Bug in cluster safety job may prevent node from panic when debugging level is turned on

XMLWordPrintable

      The logDetails() method in HazelcastClusterSafetyManager contains a log bug that can prevent node panic.

      private void logDetails(int nextValue) {
              if (log.isDebugEnabled()) {
                  final Optional<Integer> dbSafetyNumber = getDbSafetyNumber();
                  final Optional<Integer> cacheSafetyNumber = getCacheSafetyNumber();
                  final Optional<String> lastCacheModifier = getLastCacheModifier();
      
                  final String dbSafetyNumberString = dbSafetyNumber.isPresent()
                          ? String.valueOf(dbSafetyNumber.get())
                          : "not found";
                  log.debug("Database number exists [ {} ] [ {} ]", dbSafetyNumber.isPresent(), dbSafetyNumberString);
      
                  final String cacheSafetyNumberString = cacheSafetyNumber.isPresent()
                          ? String.valueOf(cacheSafetyNumber.get())

| TASKS TO COMPLETE |
[1] Answer these questions about the bug report:
(a) Which class contains the logDetails() method?
(b) What string is used for the database number when it is not present?
(c) What check must pass before logDetails() fetches the safety numbers?
[2] Retype the bug report from "Bug in cluster" to "prevent node panic.".
These rows have no connection to the bug report.

[Collected data entries]

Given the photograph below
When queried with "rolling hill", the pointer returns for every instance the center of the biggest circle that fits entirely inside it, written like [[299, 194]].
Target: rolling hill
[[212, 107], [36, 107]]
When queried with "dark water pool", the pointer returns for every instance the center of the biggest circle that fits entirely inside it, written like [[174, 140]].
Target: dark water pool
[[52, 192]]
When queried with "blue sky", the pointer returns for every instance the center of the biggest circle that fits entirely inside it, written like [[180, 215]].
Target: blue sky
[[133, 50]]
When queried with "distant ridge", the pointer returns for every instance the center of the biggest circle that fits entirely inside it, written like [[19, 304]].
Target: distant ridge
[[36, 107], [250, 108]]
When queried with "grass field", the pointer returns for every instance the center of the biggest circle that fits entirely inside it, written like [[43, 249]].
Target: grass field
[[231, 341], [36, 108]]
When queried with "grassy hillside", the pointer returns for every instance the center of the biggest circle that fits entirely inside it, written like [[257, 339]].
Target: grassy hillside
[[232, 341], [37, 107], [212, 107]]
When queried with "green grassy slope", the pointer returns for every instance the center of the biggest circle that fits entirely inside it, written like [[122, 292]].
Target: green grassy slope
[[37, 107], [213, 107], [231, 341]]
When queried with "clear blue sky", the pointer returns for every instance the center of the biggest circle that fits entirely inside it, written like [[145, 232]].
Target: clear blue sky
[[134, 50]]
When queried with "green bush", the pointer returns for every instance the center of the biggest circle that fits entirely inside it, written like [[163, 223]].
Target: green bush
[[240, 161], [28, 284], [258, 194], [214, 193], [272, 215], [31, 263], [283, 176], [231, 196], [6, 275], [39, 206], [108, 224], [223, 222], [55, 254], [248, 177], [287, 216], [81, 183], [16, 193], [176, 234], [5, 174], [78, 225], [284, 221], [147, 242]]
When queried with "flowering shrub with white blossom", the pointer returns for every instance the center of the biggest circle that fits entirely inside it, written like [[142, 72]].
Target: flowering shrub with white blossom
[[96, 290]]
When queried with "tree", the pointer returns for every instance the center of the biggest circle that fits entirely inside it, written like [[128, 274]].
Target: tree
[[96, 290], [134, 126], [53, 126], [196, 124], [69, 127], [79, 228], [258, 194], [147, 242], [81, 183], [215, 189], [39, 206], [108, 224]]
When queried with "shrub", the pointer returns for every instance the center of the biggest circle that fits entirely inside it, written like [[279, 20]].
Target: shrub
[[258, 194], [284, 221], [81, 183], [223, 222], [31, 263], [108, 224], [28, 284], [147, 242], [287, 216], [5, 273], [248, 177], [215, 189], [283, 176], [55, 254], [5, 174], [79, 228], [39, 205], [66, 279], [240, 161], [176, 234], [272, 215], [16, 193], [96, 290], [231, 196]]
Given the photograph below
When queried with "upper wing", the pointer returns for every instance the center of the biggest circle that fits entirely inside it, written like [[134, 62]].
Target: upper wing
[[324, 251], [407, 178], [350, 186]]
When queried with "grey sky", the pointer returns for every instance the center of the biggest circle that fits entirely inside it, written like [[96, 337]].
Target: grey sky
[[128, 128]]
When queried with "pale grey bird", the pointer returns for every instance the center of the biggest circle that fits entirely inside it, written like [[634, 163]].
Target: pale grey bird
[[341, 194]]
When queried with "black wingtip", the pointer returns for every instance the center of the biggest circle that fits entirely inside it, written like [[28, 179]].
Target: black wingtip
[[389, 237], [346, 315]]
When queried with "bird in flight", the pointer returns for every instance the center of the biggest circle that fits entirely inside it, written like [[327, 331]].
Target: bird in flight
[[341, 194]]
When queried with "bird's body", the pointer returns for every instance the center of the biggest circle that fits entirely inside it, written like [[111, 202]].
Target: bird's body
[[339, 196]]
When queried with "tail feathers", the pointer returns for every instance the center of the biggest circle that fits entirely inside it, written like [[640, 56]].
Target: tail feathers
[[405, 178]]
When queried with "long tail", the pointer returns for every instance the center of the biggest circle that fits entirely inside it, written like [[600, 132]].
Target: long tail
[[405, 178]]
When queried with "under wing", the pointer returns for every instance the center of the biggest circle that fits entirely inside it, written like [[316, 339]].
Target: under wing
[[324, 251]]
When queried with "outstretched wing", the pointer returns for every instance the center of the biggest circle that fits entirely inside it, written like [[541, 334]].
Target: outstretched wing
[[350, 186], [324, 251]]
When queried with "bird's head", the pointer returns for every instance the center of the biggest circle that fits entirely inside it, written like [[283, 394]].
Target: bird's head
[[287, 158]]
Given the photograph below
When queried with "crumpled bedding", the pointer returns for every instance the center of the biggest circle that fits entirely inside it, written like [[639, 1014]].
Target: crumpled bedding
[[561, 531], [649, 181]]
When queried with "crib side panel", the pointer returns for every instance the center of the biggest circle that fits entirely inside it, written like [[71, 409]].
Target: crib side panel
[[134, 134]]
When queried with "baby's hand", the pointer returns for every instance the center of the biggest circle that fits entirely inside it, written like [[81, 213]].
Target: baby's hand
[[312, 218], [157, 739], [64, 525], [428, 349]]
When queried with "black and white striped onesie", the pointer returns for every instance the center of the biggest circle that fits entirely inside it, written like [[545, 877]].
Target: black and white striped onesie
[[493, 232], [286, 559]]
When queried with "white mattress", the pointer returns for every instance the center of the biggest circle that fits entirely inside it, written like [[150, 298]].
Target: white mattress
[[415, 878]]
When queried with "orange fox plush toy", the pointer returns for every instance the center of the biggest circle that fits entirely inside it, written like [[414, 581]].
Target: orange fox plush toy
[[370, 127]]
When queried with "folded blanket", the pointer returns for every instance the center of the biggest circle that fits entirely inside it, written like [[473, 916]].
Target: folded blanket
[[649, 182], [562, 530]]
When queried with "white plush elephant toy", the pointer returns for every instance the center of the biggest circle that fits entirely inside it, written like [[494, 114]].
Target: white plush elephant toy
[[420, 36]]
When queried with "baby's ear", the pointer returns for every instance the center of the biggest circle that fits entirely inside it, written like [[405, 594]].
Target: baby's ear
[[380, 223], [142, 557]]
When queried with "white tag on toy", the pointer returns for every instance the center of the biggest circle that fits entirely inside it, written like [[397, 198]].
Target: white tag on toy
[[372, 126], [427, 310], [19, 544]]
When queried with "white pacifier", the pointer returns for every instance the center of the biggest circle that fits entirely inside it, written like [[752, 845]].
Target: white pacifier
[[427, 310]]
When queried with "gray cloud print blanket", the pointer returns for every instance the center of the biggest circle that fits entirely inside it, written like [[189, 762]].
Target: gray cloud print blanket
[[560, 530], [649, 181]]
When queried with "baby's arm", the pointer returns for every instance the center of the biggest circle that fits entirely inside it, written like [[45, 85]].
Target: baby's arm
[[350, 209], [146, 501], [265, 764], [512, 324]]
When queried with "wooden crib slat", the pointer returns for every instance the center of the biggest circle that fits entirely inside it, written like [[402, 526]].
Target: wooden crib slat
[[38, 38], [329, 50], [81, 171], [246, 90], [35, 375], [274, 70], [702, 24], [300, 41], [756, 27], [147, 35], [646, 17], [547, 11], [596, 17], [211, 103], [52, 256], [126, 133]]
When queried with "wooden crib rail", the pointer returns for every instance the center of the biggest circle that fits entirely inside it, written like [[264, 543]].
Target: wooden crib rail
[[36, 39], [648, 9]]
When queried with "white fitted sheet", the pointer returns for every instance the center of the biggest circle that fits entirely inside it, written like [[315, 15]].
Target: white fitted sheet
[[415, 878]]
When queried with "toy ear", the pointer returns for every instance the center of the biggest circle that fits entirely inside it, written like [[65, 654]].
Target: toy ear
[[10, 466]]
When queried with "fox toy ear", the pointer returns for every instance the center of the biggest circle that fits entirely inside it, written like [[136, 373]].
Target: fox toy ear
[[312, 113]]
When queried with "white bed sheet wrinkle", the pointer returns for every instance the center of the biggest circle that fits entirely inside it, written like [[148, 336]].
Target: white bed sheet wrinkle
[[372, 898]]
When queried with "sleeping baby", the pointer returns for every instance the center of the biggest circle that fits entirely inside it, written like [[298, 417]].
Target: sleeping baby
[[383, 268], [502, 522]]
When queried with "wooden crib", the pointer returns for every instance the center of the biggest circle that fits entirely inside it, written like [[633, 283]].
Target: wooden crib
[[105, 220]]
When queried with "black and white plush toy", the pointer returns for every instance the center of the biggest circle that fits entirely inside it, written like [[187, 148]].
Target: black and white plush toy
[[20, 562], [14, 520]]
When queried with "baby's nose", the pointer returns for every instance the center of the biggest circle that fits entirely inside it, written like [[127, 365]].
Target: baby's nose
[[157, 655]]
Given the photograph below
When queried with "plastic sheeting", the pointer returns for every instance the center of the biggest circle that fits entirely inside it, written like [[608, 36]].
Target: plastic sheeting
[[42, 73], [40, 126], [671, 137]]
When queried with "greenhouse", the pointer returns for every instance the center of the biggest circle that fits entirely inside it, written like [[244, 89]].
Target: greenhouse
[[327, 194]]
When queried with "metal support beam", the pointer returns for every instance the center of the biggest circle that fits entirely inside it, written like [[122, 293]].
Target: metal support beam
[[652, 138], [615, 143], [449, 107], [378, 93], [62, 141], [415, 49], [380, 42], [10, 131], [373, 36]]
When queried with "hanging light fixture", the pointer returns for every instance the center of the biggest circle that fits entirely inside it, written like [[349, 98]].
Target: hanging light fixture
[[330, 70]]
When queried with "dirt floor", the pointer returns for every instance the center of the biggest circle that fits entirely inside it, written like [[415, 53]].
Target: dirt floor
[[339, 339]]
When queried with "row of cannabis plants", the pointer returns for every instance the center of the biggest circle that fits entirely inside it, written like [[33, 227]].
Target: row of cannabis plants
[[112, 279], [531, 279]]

| SOLUTIONS FOR EACH TASK |
[1]
(a) HazelcastClusterSafetyManager
(b) "not found"
(c) log.isDebugEnabled()

[2]
Bug in cluster safety job may prevent node from panic when debugging level is turned on

XMLWordPrintable

      The logDetails() method in HazelcastClusterSafetyManager contains a log bug that can prevent node panic.